TEXT SECTION:
___

Gas Sweetening Application Methods

MEA Triazine 78% is deployed in gas sweetening operations using several proven methods: Contactor towers: The most common setup for continuous gas sweetening. Gas flows upward through a packed or tray column while MEA Triazine is circulated counter-currently. Contact time is typically 30-60 seconds for effective H2S removal. This method is standard at gas processing plants and large gathering facilities. Direct pipeline injection: MEA Triazine is injected directly into the gas pipeline via chemical dosing pumps. The turbulent flow provides mixing and contact. This method is ideal for wellhead sweetening, remote locations, and applications where contactor tower installation is not practical. Batch treatment: For intermittent or low-volume applications, MEA Triazine can be batch-applied in storage tanks, slug catchers, or separators. This is common during well testing, start-up operations, and emergency H2S mitigation. Polishing after amine systems: In large gas plants using regenerable amine (MDEA/DEA) systems, MEA Triazine is used as a final polishing step to ensure treated gas consistently meets the tight H2S specifications required for LNG feed or pipeline sales gas.

When to Choose MEA Triazine Over Amine Systems

The decision between MEA Triazine (non-regenerable) and amine systems (regenerable) for gas sweetening depends on gas volume, H2S loading, and economics: MEA Triazine is preferred when: H2S loading is moderate (typically below 500-1000 ppm at moderate gas flows), the gas field is remote or has limited infrastructure, capital expenditure must be minimised, or the operation is temporary (well testing, early field life, satellite wells). The simplicity of injection-based systems means lower CAPEX, faster deployment, and minimal operator training. Amine systems are preferred when: H2S loading is high (thousands of ppm) at large gas volumes, the gas contains significant CO2 requiring simultaneous removal, and the operation will run for decades — justifying the higher capital investment in regeneration equipment. Many operations use both: amine systems for bulk H2S removal and MEA Triazine for final polishing to meet the tightest sales-gas specifications. This hybrid approach is common at major gas processing complexes in the Middle East, North America, and Southeast Asia.

___

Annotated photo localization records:

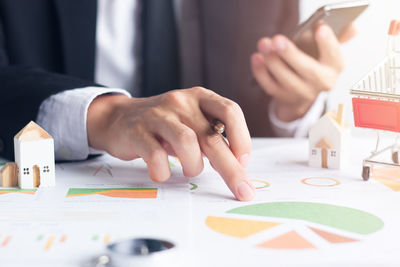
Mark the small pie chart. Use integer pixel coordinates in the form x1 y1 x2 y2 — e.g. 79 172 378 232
206 202 384 250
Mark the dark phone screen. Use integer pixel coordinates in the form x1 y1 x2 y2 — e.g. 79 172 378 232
293 5 368 58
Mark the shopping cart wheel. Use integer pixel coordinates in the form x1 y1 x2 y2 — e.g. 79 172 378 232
362 166 371 181
392 151 399 164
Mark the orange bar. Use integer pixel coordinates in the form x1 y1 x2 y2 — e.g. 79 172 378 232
60 235 67 243
1 236 11 247
394 20 400 35
352 98 400 132
388 20 396 35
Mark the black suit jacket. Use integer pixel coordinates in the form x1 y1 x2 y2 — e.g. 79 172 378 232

___

DIRECTIONS:
1. In the text on gas sweetening with MEA Triazine, translate this sentence into Spanish: "This method is standard at gas processing plants and large gathering facilities."
2. Carry the text on gas sweetening with MEA Triazine forward from its last sentence.
The records have no role in any of this.

TASK-BY-TASK ANSWERS:
1. Este método es estándar en las plantas de procesamiento de gas y en las grandes instalaciones de recolección.

2.
Frequently asked questions

What H2S level can MEA Triazine 78% achieve in gas sweetening?+
MEA Triazine 78% can reduce H2S in natural gas to below 4 ppm — meeting standard pipeline sales-gas specifications. With adequate contact time and proper dosing, levels below 1 ppm are achievable. The product is effective for both primary sweetening and polishing applications.
How much MEA Triazine is needed per kg of H2S removed?+
Approximately 4.5 litres of MEA Triazine 78% is required per kilogram of H2S removed. This translates to roughly 0.22 kg H2S removed per litre of product. Actual consumption depends on contact efficiency, temperature, and gas composition.
Can MEA Triazine replace an amine sweetening unit?+
For moderate H2S loads (typically below 500-1000 ppm at moderate flow rates), MEA Triazine can replace amine systems entirely with significantly lower capital cost. For high H2S loads, it is commonly used as a polishing step after amine treatment to ensure sales-gas specifications are met consistently.
Is MEA Triazine suitable for LNG feed gas sweetening?+
Yes. MEA Triazine 78% is used as a polishing scavenger in LNG feed gas systems to ensure H2S levels are consistently below the tight specifications required for liquefaction (typically < 3.3 mg/Nm3). It provides an additional safety margin downstream of amine systems.